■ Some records

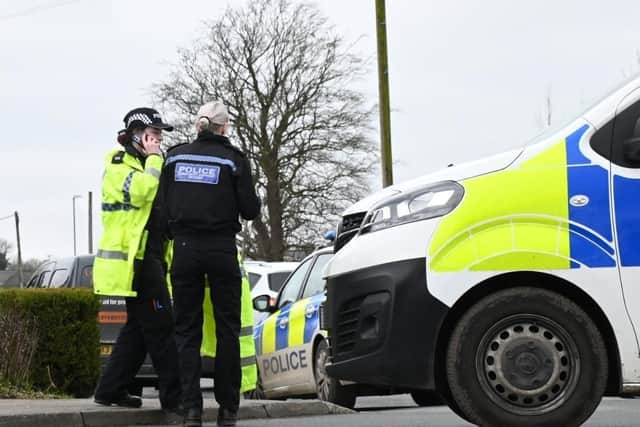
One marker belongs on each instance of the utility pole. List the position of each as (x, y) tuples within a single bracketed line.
[(75, 252), (383, 93), (20, 272), (90, 222)]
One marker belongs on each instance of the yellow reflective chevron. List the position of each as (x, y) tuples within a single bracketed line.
[(517, 227), (269, 334), (297, 322)]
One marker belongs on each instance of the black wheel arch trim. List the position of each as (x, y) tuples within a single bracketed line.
[(537, 280)]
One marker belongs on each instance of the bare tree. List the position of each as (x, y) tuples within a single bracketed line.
[(5, 247), (289, 83)]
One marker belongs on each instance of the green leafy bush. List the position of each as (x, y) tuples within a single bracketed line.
[(18, 340), (66, 359)]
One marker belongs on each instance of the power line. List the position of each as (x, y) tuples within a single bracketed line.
[(36, 9)]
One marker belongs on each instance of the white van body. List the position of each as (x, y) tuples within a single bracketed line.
[(561, 215)]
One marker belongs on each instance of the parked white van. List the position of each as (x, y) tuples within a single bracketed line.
[(510, 285)]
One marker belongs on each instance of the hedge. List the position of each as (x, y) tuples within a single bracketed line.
[(67, 355)]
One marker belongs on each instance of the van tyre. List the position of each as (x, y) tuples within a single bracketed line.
[(528, 357), (258, 392), (329, 389)]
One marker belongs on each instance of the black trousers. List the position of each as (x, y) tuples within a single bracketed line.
[(149, 329), (195, 257)]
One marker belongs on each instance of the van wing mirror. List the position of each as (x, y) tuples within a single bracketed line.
[(631, 148), (263, 303)]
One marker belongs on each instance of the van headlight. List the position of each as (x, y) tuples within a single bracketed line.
[(431, 202)]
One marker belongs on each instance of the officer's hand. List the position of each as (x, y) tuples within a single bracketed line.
[(150, 144)]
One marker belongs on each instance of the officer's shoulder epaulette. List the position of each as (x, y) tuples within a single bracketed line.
[(174, 146), (118, 157)]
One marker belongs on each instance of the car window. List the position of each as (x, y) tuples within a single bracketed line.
[(43, 282), (315, 283), (291, 289), (253, 279), (59, 278), (86, 277), (277, 279), (33, 281)]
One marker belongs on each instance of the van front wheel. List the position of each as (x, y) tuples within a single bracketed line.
[(529, 357), (327, 388)]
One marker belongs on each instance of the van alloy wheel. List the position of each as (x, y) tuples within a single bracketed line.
[(527, 363)]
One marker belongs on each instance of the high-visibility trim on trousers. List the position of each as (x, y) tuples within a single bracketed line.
[(112, 254)]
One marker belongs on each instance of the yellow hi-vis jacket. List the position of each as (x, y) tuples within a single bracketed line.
[(247, 345), (128, 191)]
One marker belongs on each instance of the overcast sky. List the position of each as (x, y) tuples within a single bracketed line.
[(468, 79)]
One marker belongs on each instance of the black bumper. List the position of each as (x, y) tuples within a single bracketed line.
[(383, 324)]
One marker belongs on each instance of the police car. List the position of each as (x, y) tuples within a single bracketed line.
[(511, 285), (291, 349)]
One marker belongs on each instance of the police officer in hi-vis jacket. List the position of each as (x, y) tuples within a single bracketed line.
[(129, 263)]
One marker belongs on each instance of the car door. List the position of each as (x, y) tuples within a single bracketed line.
[(625, 170), (278, 362)]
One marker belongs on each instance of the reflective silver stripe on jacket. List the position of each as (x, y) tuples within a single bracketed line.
[(112, 207), (126, 187), (247, 361), (153, 172), (112, 254)]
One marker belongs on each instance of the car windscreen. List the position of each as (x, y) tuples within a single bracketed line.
[(277, 279), (253, 279), (86, 277), (60, 278)]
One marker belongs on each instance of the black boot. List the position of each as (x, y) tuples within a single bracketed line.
[(227, 418), (127, 401), (193, 418)]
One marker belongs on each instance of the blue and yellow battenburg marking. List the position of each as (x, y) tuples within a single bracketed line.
[(536, 216), (294, 325)]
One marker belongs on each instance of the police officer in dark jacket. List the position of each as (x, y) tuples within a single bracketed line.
[(206, 185)]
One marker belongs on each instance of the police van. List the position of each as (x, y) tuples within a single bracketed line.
[(510, 285), (291, 349)]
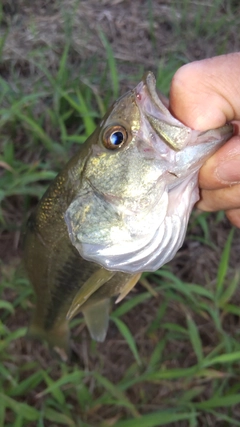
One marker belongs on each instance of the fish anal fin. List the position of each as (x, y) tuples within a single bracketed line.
[(97, 317), (128, 287)]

■ Task goal
Reproduce all of the items above word for word, leaving out the pictures.

■ Response to the exercise
One marker belongs on each instance of the utility pole. List the position of each as (x, y) tuples within a single bracketed line.
[(75, 252), (383, 93), (20, 272), (90, 222)]
One marker belongs on each instance of the yellow reflective chevron. List the position of each as (x, y) tuples within a single bracketed line.
[(517, 227), (269, 334), (297, 322)]
One marker belongs on each instance of the black wheel arch trim. List the position of each as (x, y) tuples within a single bracketed line.
[(537, 280)]
One marker belongs on each instance of the bare tree. List the position of each as (x, y) tuples within a single bracketed line.
[(5, 247), (289, 83)]
One marker belongs on each instance of the green leafy bush. List the position of each as (x, y) tuples within a single bracketed line.
[(18, 340), (66, 359)]
One marker belongs on each instance of the power line. List the position of each as (x, y) tuples within a single bracketed line.
[(36, 9)]
One marker belongs on each instance of the white van body. List the position of each as (x, y) tuples within a single bracketed line.
[(561, 215)]
One marker belongs on each instance of the parked white van. List the position of each as (x, y) tuples within a single bracketed line.
[(510, 285)]
One marker belongs on each instance of the hedge. List the position of each as (x, y) tuples within a single bracketed line.
[(67, 355)]
One marker belongs on each instance of the van tyre. List the position of each as (x, y) tuples within a single bracketed line.
[(528, 357), (258, 392), (329, 389)]
One marker belongs on each instance of the black trousers. List the position of each as (x, y) tuples within a single bracketed line.
[(149, 329), (195, 257)]
One marker belongs on each instance of the van wing mirror. List the position of each as (x, y) tuples within a single bracketed line.
[(631, 148), (263, 303)]
One marker belongs on each instance of the van headlight. List the position of each as (x, y) tuples within a single bracketed line.
[(431, 202)]
One marker belongs on each instance of the officer's hand. List the position of each as (x, y) tuples within a single bracketed line.
[(150, 144)]
One marker belongs on each instance of the officer's shoulder epaulette. List the position of each as (x, y) tuples within a single bracketed line.
[(174, 146), (118, 157)]
One marker belongs on each instance of the car window. List the position of each as (x, y) tuples within a single bracketed line.
[(43, 282), (315, 283), (291, 289), (253, 279), (59, 278), (86, 277), (277, 279), (33, 281)]
One marker belongs on each instance of the van front wheel. List the position of each as (x, y) tuples within a single bracketed line.
[(529, 357), (327, 388)]
One marker belongs on each instance of the van alloy wheel. List the position of each as (x, y) tuples within a single bracketed line.
[(527, 363)]
One marker belongs on each instance of the high-visibility trim on trousers. List the position of each as (x, y) tuples within a single bracketed line.
[(112, 254)]
One marker belongs on each instance of the yellow hi-vis jacket. List the position of each as (x, y) tuples within a single bracketed line.
[(247, 345), (128, 191)]
One marker belongs on each instance of the overcast sky. List the position of each as (x, y) tuples within a single bracketed line.
[(468, 79)]
One marker belongs on each instance of the black bumper. List the position of each as (x, y) tuples within a single bracketed line.
[(383, 324)]
One marker belongs on each instance of the police car. List the position of each as (x, y) tuples within a single bracketed line.
[(511, 285), (291, 349)]
One marker belongs on each instance of the police officer in hi-vis jacket. List the position of each as (x, y) tuples within a single bracketed line.
[(129, 263)]
One marker belongs on each instance of the car door. List the position of each as (x, y) tuples within a single bracketed line.
[(625, 170), (278, 362)]
One marker belongs on each instance of the reflective silver stripe on jacket. List the position of each as (x, y) tuples within a single bracketed line.
[(112, 207), (126, 187), (247, 361), (153, 172), (112, 254)]
One marker belongs on each instance of the car windscreen. List the position of each as (x, y) tuples within a single bracketed line.
[(277, 279), (253, 279), (86, 277), (60, 278)]
One marker belongs on each instance of the black boot. List the position of each as (x, y) tuples within a single bracketed line.
[(227, 418), (127, 401), (193, 418)]
One marker belongs on each instance of the blue and yellow battenburg marking. List the position of each as (x, y) tuples within a single bracketed line.
[(536, 216), (294, 325)]
One marker belongs on each instance of the police officer in dark jacket. List the position of each as (x, y) tuples within a single bracketed line.
[(206, 185)]
One marker belongs on each instance of the police van. List the position of each as (x, y) tuples within a single bracketed line.
[(510, 285), (291, 349)]
One marker belongs on each instance of the fish anal fin. List the position of each as (x, y) tuples within a single bracketed line.
[(97, 317), (128, 287)]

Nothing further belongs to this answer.